====== Показанный текст ======

0%
    Подчинение территории: как Советский Союз и его наследница Россия обращаются с ресурсами, людьми и природой

    «Многие не понимали, что 30 лет не срок, что империя еще не распалась»: интервью с историком Андреем Зориным

    Специалист по государственной идеологии Российской империи — о культе войны как общественном консенсусе.

    Существует ли целостная идеология в современной России? Чем отличается колониальная война от раскола метрополии? Какую роль в имперском мифе играет Крым и что такое политическая мифология? Об этом и многом другом Егор Сенников поговорил с историком и литературоведом Андреем Зориным, профессором Оксфордского университета, автором книг «Кормя двуглавого орла» и «Жизнь Льва Толстого. Опыт прочтения».

    Чтобы не пропустить новые тексты Perito, подписывайтесь на наш телеграм-канал и Instagram.

    Близок ли вам взгляд тех, кто считает, что к этому конфликту шло движение с двух сторон? Чаще всего в таких случаях говорят о расширении НАТО и тех проблемах, которые оно вносило в российско-американские отношения.

    Этот вопрос, вообще, следует задавать политологам. Я довольно скептически отношусь к подобным разговорам. Совершенно очевидно, что никаких военных угроз для России расширение НАТО не создавало. Другой вопрос, что эта политика отчасти подпитывала те самые мифы исторического противостояния России и Запада.

    Я убежден, что политика Запада в целом могла быть более разумной. Но сваливать ответственность или даже значительную долю ответственности за происходящее на НАТО или на кого-то иного вовне — значит лишать Россию субъектности. А с таким подходом я категорически не согласен.

======

Рабочие задания:
A - Почему, согласно интервью с Андреем Зориным выше, он категорически не согласен возлагать ответственность за происходящее на НАТО? Ответьте в одном–трех предложениях.
B - Пожалуйста, определите, соответствуют ли интервью с Андреем Зориным выше следующие утверждения, и для каждого приведите точную цитату из интервью:
(i) Зорин считает, что расширение НАТО создавало военные угрозы для России.
(ii) Зорин — профессор Оксфордского университета.
(iii) Зорин полагает, что политика Запада могла быть более разумной.
C - Ответьте на вопросы по интервью с Андреем Зориным выше:
(i) Кто беседовал с Андреем Зориным?
(ii) Какие книги Зорина названы в интервью?
(iii) Кому, по словам Зорина, следует задавать вопрос о движении к конфликту с двух сторон?

====== Строки данных ======

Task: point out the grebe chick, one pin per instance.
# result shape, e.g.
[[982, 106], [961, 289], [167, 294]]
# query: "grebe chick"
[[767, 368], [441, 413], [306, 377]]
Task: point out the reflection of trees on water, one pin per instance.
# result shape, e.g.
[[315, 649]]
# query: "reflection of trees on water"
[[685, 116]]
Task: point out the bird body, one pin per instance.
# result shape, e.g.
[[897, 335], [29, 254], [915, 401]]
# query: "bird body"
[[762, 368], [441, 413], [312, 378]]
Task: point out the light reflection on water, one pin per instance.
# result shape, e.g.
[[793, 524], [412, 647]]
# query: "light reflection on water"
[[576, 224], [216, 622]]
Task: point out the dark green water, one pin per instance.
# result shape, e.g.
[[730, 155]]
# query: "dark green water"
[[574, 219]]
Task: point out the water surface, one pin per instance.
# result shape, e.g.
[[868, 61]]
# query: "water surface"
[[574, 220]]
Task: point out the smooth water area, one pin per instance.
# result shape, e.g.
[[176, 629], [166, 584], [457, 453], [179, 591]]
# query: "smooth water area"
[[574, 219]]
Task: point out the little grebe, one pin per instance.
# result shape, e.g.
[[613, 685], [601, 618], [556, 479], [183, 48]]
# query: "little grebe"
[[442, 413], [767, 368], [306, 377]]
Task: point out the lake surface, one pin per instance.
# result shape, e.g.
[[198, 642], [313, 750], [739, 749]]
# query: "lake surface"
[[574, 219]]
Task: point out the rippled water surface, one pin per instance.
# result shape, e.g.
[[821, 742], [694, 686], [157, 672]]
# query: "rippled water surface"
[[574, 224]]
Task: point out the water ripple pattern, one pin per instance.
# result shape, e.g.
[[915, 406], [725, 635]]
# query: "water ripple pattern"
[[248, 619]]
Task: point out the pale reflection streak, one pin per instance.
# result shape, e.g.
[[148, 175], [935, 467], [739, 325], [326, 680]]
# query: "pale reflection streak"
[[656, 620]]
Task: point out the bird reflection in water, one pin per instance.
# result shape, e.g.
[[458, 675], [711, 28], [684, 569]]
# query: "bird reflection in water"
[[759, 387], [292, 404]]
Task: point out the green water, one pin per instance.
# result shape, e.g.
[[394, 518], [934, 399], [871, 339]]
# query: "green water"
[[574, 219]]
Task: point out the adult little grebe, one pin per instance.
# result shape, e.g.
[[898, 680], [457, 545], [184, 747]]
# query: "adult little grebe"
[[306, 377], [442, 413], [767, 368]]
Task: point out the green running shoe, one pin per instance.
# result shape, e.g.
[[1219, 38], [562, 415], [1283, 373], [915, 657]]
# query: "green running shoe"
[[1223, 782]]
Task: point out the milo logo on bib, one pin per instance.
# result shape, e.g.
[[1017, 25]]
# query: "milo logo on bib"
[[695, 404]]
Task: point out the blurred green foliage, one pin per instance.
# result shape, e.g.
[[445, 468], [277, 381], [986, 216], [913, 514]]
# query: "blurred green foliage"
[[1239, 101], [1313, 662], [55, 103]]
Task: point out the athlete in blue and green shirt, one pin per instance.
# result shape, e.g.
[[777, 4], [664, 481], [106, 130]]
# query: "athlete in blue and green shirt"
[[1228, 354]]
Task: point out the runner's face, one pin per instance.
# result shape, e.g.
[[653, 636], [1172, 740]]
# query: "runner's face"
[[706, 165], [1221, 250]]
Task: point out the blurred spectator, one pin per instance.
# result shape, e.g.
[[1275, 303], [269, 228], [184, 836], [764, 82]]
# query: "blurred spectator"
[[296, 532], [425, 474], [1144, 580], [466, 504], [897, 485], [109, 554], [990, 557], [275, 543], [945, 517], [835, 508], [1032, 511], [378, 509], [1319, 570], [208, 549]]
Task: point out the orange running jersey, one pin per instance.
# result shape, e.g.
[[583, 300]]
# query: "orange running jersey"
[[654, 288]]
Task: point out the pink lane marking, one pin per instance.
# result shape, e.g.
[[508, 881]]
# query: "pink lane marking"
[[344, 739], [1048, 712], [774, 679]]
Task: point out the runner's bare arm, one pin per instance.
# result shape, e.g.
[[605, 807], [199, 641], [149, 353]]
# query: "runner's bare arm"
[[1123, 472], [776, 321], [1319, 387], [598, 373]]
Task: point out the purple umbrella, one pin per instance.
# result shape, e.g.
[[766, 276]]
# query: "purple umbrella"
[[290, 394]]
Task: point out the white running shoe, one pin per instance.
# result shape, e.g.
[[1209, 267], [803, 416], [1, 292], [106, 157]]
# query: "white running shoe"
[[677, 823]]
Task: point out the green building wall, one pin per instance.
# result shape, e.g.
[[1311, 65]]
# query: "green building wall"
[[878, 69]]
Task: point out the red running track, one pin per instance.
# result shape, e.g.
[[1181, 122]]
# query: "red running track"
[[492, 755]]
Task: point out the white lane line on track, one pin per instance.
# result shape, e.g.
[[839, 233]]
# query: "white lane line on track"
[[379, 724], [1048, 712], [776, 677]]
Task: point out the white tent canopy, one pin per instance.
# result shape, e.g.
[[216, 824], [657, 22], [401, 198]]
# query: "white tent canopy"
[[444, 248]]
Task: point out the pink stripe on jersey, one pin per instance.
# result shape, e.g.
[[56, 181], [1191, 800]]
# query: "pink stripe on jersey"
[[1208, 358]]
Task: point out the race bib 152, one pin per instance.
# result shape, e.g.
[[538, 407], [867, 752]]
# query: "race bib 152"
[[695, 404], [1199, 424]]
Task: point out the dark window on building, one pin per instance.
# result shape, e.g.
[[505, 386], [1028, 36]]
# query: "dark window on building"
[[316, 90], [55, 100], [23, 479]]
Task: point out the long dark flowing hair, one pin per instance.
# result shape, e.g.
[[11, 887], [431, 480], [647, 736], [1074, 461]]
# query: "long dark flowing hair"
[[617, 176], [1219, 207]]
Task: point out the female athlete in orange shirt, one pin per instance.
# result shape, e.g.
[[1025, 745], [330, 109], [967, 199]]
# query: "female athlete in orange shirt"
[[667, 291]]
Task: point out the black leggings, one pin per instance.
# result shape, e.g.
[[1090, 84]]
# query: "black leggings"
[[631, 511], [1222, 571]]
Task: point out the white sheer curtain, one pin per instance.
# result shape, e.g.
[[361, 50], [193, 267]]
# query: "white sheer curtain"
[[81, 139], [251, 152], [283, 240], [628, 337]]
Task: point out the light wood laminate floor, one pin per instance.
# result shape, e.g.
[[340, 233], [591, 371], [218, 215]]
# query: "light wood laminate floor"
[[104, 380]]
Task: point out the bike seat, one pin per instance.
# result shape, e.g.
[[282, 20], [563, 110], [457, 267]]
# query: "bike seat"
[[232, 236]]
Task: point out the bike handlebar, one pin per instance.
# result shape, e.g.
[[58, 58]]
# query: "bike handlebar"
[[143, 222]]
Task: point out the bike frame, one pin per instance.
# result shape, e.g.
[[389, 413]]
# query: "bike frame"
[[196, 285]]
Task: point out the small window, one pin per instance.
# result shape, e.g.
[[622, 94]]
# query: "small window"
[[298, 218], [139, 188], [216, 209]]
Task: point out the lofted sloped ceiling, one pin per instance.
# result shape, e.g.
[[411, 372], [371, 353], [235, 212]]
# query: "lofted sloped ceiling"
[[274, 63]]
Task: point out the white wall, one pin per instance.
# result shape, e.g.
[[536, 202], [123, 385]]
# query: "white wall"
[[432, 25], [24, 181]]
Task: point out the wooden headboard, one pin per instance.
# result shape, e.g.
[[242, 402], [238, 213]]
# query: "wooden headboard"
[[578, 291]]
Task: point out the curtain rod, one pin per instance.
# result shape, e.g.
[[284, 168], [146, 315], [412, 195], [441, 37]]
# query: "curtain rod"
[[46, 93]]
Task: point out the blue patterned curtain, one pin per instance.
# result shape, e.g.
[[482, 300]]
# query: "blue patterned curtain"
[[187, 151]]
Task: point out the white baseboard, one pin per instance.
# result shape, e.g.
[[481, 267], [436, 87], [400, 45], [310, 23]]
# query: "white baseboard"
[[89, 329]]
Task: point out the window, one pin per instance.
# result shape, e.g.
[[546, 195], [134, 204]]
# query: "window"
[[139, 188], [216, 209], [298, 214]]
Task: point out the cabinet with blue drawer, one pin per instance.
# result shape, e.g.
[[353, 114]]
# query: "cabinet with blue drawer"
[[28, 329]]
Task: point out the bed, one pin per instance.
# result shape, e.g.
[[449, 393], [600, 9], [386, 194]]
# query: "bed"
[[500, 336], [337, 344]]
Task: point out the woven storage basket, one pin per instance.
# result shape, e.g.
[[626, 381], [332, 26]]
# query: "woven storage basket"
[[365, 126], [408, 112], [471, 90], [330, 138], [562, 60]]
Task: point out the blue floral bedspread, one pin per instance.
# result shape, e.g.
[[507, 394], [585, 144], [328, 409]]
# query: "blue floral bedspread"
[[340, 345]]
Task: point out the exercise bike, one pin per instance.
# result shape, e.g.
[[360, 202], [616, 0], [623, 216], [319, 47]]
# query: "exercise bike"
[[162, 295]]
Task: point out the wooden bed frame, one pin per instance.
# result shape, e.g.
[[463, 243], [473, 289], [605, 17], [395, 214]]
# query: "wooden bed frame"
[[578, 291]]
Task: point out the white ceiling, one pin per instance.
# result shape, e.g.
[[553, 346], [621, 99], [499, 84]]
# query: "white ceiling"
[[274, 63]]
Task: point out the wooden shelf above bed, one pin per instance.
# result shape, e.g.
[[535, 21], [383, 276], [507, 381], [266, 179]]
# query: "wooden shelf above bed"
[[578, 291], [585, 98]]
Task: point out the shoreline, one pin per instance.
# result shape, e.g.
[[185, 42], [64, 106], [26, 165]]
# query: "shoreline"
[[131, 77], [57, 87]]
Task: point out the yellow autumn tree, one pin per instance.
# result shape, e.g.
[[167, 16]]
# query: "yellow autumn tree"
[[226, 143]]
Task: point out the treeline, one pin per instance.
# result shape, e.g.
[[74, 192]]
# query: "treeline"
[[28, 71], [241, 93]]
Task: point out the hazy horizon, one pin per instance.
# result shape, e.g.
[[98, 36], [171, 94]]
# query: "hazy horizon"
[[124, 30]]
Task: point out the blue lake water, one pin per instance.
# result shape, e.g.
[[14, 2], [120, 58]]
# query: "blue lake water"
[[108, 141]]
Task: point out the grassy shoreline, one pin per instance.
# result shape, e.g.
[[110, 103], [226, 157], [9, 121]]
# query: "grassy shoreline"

======

Ответы по заданиям:
A - По словам Зорина, сваливать ответственность или даже значительную ее долю на НАТО или на кого-то иного вовне значит лишать Россию субъектности. С таким подходом он категорически не согласен.

B -
(i) Нет: «никаких военных угроз для России расширение НАТО не создавало».
(ii) Да: «профессором Оксфордского университета».
(iii) Да: «политика Запада в целом могла быть более разумной».

C -
(i) Егор Сенников.
(ii) «Кормя двуглавого орла» и «Жизнь Льва Толстого. Опыт прочтения».
(iii) Политологам.